Kein Blut am Stadtamtsleiter

BAMBIHAUSEN Die Rehe auf dem SWB-Gelände werden nicht erschossen, sondern sollen „verstänkert“ werden. Der Stadtjäger befürchtet, dass einige jetzt überfahren werden

Neben Kaninchen, Rehen, Tauben und Hasen verirrt sich gelegentlich auch ein Damm- oder, noch seltener, ein Rothirsch in die Stadt. Diese werden wegen der Unfallgefahr ebenso erschossen wie Wildschweine.

Regelmäßig wird der Stadtjägermeister Harro Tempelmann gerufen, weil jemand Marder im Haus hat. Immer häufiger gibt es Probleme mit Waschbären, die noch leichter in Häuser eindringen können als Marder: Vor ein paar Tagen tauchte einer in Habenhausen auf, davor in Grolland. Jäger dürfen diese außerhalb der Jagdreviere nicht schießen. Daher werden sie vertrieben oder gefangen. Und dann in der Falle getötet. eib

VON EIKEN BRUHN

Keinem Reh auf dem Vegesacker SWB-Gelände soll ein Haar gekrümmt werden – darauf einigten sich jetzt der Stadtjägermeister, Vertreter des Stadtamtes und der Polizei. Die Tiere sollen mit für Rehnasen unangenehmen Duftmarken vom Grundstück „verstänkert“ werden. Ein aufwändiges Verfahren: Ein Teil des Zauns muss dafür abgebaut, eine Straße gesperrt werden und Anwohner sollen ihre Hunde im Haus behalten, damit diese die Rehe nicht verscheuchen, sagt der Leiter des Stadtamts, Hans-Jörg Wilkens.

Stadtjägermeister Harro Tempelmann befürchtet dennoch, dass einige Rehe beim Versuch, das Grundstück zu verlassen, unter die Räder kommen werden, da die Straßen nicht die ganze Zeit gesperrt sein können. Gezielt heraustreiben könne man die Rehe nämlich nicht. „Die geraten sofort in Panik, da geht dann nichts mehr.“

Endgültig vom Tisch ist der ursprüngliche Plan, die vier Rehböcke zu erschießen, um auf diese Weise die Population im Rahmen zu halten. Gegen dieses Vorhaben hatten Anwohner und die örtliche CDU protestiert und damit das Stadtamt veranlasst, die bereits erteilte Abschussgenehmigung wieder zurückzuziehen.

[Einträge zur Punktplatzierung]
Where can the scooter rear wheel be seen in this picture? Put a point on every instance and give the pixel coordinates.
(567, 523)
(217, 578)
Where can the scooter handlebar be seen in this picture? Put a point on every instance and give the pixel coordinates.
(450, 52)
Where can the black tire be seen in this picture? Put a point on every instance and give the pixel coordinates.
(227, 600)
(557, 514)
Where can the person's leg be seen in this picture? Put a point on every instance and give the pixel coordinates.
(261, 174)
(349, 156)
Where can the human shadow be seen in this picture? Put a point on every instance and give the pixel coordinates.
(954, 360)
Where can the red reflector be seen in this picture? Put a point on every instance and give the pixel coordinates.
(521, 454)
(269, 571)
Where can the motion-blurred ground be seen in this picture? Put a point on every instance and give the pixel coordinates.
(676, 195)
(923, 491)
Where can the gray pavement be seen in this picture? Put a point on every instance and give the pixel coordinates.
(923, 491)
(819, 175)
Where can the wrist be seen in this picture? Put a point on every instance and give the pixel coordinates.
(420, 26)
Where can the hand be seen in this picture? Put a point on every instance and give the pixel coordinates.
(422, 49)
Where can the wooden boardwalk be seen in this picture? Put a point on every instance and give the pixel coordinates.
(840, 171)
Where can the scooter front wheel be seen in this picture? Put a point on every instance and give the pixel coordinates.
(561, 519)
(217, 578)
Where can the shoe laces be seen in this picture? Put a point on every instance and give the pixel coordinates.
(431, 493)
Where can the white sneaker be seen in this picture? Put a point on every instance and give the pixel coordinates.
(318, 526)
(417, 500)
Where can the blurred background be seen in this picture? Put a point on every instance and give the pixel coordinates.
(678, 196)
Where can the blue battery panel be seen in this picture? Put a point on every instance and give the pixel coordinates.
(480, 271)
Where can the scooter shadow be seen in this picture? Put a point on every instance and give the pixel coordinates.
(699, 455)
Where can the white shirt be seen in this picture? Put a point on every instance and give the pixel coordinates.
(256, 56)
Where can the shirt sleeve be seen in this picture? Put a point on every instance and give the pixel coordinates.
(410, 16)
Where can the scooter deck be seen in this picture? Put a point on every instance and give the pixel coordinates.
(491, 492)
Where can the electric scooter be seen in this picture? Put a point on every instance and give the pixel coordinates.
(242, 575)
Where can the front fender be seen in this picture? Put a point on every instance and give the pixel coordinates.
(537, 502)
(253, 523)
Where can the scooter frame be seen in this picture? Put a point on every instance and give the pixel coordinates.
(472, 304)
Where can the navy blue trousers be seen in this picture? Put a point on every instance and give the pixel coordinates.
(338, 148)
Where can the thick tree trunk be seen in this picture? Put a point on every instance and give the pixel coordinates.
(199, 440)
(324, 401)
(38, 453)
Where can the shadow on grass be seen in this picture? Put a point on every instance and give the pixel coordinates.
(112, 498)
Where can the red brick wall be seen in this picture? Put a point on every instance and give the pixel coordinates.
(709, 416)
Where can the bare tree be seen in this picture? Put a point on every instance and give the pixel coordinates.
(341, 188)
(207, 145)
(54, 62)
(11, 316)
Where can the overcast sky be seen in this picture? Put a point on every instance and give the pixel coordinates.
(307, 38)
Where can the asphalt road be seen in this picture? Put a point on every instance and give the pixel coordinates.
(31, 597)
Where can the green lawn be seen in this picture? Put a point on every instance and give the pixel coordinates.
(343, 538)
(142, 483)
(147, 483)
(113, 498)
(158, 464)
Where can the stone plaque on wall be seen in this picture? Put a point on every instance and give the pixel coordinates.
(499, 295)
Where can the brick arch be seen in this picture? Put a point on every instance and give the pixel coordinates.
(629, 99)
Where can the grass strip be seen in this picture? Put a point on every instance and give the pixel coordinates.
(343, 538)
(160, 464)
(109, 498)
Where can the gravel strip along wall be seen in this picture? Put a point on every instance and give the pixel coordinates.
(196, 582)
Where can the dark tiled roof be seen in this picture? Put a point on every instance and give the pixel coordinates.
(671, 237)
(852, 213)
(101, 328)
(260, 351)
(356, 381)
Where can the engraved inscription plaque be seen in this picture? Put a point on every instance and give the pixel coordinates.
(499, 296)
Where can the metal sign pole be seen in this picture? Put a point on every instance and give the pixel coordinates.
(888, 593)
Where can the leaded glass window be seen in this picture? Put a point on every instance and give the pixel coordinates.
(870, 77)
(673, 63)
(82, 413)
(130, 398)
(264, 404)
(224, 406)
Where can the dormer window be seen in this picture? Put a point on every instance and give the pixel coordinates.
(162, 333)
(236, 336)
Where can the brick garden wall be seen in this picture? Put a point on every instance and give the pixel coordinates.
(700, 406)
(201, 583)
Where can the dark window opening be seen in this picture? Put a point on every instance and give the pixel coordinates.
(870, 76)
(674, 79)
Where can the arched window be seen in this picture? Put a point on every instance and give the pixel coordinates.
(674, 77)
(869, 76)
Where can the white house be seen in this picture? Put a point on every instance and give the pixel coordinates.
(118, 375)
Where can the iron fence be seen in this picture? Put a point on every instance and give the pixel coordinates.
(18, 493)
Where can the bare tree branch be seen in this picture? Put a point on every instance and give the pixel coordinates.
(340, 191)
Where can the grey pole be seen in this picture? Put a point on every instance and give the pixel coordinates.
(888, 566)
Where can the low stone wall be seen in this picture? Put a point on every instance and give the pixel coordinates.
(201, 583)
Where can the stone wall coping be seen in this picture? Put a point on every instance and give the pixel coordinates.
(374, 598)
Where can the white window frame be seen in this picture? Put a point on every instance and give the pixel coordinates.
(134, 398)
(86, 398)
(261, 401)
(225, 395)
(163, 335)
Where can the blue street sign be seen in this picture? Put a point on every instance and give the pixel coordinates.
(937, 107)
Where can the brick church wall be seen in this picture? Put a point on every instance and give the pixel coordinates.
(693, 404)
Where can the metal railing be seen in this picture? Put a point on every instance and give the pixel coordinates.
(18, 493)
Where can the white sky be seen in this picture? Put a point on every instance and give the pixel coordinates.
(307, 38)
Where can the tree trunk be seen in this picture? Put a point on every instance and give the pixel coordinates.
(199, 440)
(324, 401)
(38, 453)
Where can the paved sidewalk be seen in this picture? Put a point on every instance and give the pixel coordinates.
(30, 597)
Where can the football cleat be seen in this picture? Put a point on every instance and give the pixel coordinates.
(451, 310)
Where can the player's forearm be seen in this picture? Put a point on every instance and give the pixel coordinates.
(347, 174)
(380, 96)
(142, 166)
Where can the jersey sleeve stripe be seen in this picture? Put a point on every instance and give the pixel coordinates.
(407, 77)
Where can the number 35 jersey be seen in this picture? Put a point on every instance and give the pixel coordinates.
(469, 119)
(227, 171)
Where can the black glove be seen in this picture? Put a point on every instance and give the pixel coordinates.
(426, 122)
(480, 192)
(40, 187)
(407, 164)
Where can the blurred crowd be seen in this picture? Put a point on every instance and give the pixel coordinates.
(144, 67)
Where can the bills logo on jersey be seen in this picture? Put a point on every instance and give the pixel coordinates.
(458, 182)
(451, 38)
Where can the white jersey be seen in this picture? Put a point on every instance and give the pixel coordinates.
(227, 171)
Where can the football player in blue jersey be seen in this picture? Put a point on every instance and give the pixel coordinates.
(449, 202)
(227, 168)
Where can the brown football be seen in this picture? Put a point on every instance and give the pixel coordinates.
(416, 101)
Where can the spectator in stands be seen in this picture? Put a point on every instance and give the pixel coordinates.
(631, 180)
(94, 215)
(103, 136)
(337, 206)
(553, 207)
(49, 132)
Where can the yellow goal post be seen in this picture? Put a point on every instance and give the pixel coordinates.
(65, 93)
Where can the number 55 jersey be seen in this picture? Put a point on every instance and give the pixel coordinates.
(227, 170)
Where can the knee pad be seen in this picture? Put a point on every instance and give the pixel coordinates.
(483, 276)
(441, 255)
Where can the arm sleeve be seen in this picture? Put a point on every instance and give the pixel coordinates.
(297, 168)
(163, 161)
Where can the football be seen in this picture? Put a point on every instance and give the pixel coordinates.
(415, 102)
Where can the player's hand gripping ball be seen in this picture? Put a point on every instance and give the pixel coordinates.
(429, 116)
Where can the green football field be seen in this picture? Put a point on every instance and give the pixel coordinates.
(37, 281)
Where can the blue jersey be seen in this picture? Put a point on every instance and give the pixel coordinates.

▸ Aufgaben:
- A) Ersetze in den Einträgen „Put a point“ durch „Place a marker“, und zwar in allem von der Zeile mit „Where can the arm“ bis hinunter zum Ende der Einträge. Gib nur diese Zeilen wieder und lass alles andere unverändert.
- B) Führe den Artikel über die Rehe auf dem Vegesacker SWB-Gelände im Anschluss an seinen letzten Satz fort.

▸ Lösungen:
- A)
Where can the arm sleeve be seen in this picture? Place a marker on every instance and give the pixel coordinates.
(297, 168)
(163, 161)
Where can the football be seen in this picture? Place a marker on every instance and give the pixel coordinates.
(415, 102)
Where can the player's hand gripping ball be seen in this picture? Place a marker on every instance and give the pixel coordinates.
(429, 116)
Where can the green football field be seen in this picture? Place a marker on every instance and give the pixel coordinates.
(37, 281)
Where can the blue jersey be seen in this picture? Place a marker on every instance and give the pixel coordinates.

- B)
Und die SWB, die den Schieß-Antrag gestellt hatte? Die war bei dem Treffen nicht dabei und hat auch gar nichts mehr gegen die Rehe. „Die können erst einmal bleiben“, sagt Unternehmenssprecher Christoph Brinkmann. Da sich die Annahme, es handle sich um ein Wasserschutzgebiet, als falsch herausgestellt habe, bestehe aus Sicht der SWB kein Grund mehr, die Rehe zu vertreiben. „Wir machen jetzt erst einmal den Zaun höher“, sagt Brinkmann. Anwohner hätten nämlich beobachtet, dass die Rehe derzeit ein- und ausgehen, „wir wissen deshalb auch gar nicht, wie viele sich dort noch aufhalten“. Zuletzt waren zwölf gezählt worden, darunter drei Böcke. Sollte sich die Gruppe stark vermehren, müsste man die Tiere aber doch noch vertreiben, so Brinkmann. Als Grund nennt er drohende Revierstreitigkeiten: „Am Ende werden wir verantwortlich gemacht, wenn die sich gegenseitig verletzen.“ Doch das eigentliche Problem ist laut Tempelmann ein anderes: Futtermangel, vor allem im Winter.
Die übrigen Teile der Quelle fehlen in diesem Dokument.